== Short task ==
Reproduce the records verbatim, beginning at their start and stopping after the line that contains "116 165 L 116", and omit the pictures from the reproduction.

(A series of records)
===

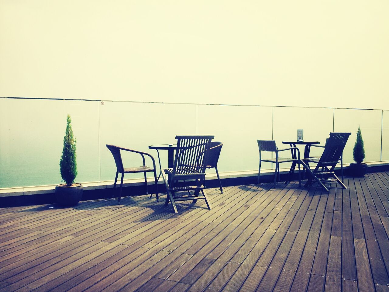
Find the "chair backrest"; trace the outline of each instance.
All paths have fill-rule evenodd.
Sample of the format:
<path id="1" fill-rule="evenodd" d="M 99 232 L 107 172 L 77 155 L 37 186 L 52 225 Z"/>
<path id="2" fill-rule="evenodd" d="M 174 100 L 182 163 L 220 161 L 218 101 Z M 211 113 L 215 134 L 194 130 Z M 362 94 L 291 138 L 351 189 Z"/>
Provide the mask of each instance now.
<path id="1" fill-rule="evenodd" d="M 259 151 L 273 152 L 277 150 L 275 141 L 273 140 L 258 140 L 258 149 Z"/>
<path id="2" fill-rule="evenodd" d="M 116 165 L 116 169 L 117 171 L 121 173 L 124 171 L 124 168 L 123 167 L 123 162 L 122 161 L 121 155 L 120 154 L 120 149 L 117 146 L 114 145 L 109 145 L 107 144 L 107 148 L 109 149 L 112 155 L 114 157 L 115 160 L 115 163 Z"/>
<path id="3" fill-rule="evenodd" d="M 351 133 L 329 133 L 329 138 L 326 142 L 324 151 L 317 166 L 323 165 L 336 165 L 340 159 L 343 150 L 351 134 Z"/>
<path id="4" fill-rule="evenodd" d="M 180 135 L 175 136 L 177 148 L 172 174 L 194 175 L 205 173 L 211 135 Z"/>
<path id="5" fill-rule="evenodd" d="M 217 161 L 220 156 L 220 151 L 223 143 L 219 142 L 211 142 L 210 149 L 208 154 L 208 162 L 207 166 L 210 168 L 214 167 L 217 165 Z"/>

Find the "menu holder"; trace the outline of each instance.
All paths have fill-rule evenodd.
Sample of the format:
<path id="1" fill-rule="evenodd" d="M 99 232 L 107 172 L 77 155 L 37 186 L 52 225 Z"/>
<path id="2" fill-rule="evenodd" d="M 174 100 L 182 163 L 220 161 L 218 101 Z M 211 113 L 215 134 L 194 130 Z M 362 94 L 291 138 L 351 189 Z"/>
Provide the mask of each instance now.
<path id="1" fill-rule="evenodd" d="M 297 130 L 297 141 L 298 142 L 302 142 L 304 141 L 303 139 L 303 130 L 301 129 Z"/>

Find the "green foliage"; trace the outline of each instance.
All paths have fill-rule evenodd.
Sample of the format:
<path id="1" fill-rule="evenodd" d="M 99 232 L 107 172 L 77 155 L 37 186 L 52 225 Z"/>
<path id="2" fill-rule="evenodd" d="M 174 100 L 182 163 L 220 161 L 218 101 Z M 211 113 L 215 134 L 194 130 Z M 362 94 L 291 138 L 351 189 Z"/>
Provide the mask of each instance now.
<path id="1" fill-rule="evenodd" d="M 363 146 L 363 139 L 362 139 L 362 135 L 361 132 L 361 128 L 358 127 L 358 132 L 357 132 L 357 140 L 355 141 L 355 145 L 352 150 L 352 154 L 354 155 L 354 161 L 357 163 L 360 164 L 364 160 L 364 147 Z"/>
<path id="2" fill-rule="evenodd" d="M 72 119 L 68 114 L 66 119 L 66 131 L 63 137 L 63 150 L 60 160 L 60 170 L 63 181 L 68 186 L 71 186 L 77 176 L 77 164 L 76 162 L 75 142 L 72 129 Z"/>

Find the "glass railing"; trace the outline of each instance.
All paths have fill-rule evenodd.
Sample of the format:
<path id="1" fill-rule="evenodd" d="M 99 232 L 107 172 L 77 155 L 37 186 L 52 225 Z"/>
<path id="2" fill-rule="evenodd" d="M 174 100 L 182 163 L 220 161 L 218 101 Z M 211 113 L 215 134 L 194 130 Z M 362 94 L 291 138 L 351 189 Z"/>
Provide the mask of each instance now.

===

== Output for this task ==
Find the "chair backrest"; trace the outline of each instance.
All paths have fill-rule evenodd.
Sample of the format:
<path id="1" fill-rule="evenodd" d="M 99 232 L 107 172 L 77 155 L 37 186 L 52 225 Z"/>
<path id="2" fill-rule="evenodd" d="M 174 100 L 182 163 L 220 161 L 218 101 Z M 211 113 L 215 134 L 194 130 Z M 362 94 L 291 138 L 351 189 Z"/>
Provide the mask of each instance now.
<path id="1" fill-rule="evenodd" d="M 259 151 L 273 152 L 277 150 L 275 141 L 273 140 L 258 140 L 258 149 Z"/>
<path id="2" fill-rule="evenodd" d="M 116 165 L 116 169 L 117 171 L 121 173 L 124 171 L 124 168 L 123 167 L 123 162 L 122 161 L 121 155 L 120 154 L 120 149 L 117 146 L 114 145 L 109 145 L 107 144 L 107 148 L 109 149 L 112 155 L 114 157 L 115 160 L 115 163 Z"/>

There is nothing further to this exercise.